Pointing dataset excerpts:
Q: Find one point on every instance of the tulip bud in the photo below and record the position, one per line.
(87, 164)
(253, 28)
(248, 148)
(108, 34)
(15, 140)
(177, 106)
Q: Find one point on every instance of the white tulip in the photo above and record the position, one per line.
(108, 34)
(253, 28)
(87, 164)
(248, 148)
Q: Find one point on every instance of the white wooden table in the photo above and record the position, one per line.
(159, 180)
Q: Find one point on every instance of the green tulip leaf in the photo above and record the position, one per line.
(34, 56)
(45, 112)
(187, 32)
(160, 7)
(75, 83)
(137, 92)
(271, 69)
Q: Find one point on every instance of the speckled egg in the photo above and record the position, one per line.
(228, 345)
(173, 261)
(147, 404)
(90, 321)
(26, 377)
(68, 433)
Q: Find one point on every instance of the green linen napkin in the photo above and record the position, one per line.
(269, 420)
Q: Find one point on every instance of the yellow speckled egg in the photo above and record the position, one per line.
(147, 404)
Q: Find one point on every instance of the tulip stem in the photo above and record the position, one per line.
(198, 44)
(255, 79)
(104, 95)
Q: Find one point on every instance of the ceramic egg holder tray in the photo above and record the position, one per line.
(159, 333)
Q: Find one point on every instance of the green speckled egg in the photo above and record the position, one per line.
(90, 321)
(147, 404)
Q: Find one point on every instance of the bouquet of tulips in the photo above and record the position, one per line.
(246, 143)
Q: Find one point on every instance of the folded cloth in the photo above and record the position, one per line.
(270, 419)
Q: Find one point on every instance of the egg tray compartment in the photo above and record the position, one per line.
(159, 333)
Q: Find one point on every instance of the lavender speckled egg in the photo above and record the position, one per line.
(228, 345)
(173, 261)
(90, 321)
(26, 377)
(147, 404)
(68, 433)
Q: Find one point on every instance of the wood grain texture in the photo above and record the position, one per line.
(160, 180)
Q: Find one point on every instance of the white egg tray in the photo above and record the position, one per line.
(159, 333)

Challenge -
Your task is to reproduce all of the records exactly.

Answer to this problem -
Q: Find one point on every instance of the tulip bud in the photo below and record the position, one per line.
(87, 164)
(253, 28)
(248, 148)
(108, 34)
(15, 140)
(177, 106)
Q: Find one point on every instance of the white tulip in the photo above and record the position, one per line.
(108, 34)
(253, 28)
(87, 164)
(248, 148)
Q: Find one point on every instance of the white wooden table in the photo above and record the position, one per line.
(159, 180)
Q: Find one point on every instance of the green tulip leaf in the photo above and record the position, one per line.
(34, 56)
(45, 112)
(187, 32)
(160, 7)
(75, 83)
(137, 92)
(271, 69)
Q: Find one point on every instance of the speckled egg in the photo above and record the position, one per line.
(228, 345)
(173, 261)
(147, 404)
(90, 321)
(26, 377)
(68, 433)
Q: Find one point on every instance of the green linen napkin in the photo above and record the position, one per line.
(269, 420)
Q: Find one point on every instance of the yellow speckled egg in the photo above and record the position, one per line.
(147, 404)
Q: Find one point on every instance of the tulip stem in the photo above and record the position, one per line.
(198, 44)
(255, 79)
(104, 95)
Q: Find one point on every instance of the ceramic egg holder tray in the photo above and record the position, one per line.
(159, 333)
Q: Find one point on every instance of the green speckled egg in the photo above and record the position, one per line.
(90, 321)
(147, 404)
Q: Find one point on every instance of the bouquet of tulips in the photo above and record the position, one per line.
(246, 143)
Q: Find one point on every instance of the folded cloth in the photo above and record the position, one per line.
(270, 419)
Q: Find one point on every instance of the egg tray compartment in the photo above and record the position, one per line.
(159, 333)
Q: Find one point on every instance of the lavender speckled egg in the photo above and record the position, one per line.
(228, 345)
(173, 261)
(90, 321)
(26, 377)
(147, 404)
(68, 433)
Q: Find one point on every instance of the wood grain texture in the photo above and record the position, one per line.
(160, 180)
Q: Find one point on every instance of the white egg tray in the photo above and record the position, one per line.
(159, 333)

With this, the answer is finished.